**Task to carry out**
Where the string "crane" occurs in a line of the entries below, copy that line.

(Data extracted from a collection)
• • •

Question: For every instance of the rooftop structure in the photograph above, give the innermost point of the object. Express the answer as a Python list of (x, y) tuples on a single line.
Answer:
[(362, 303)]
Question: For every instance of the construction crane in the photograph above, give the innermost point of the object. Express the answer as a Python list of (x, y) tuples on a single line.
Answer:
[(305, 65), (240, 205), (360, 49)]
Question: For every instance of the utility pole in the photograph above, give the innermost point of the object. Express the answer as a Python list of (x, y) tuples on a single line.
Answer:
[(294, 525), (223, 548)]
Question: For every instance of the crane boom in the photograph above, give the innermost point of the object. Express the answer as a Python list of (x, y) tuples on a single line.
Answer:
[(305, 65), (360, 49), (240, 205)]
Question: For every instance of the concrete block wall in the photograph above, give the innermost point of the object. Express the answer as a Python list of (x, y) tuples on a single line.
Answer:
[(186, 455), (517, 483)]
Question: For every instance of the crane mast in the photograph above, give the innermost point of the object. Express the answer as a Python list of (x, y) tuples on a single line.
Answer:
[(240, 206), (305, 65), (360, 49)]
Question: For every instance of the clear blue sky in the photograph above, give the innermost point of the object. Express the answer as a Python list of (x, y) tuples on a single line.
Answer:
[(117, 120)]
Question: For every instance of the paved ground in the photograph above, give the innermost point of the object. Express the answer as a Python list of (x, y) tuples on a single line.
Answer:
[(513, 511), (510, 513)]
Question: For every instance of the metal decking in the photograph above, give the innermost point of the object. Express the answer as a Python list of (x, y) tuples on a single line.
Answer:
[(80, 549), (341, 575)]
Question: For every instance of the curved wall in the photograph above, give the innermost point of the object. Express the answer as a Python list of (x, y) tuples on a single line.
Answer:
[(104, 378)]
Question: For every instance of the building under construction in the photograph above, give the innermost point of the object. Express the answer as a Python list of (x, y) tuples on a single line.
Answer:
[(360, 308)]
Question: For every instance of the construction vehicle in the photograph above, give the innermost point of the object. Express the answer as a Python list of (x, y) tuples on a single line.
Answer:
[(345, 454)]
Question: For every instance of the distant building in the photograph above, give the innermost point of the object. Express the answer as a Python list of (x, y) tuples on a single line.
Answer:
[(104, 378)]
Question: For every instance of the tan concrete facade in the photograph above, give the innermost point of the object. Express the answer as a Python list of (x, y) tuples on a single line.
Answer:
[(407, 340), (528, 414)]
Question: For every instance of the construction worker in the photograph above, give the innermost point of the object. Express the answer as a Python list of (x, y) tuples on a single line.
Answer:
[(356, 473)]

• • •

**Your solution**
Question: For every instance of the construction crane in the photograph above, give the innermost point of the object. Express the answer as a Python list of (x, y) tuples on a single line.
Question: For every instance of the crane boom in the photograph above, give the innermost point of the object. Express the answer as a Python list of (x, y) tuples on a single line.
Question: For every instance of the crane mast in the photograph above, give the innermost point of the object. Express the answer as a Python list of (x, y) tuples on a single line.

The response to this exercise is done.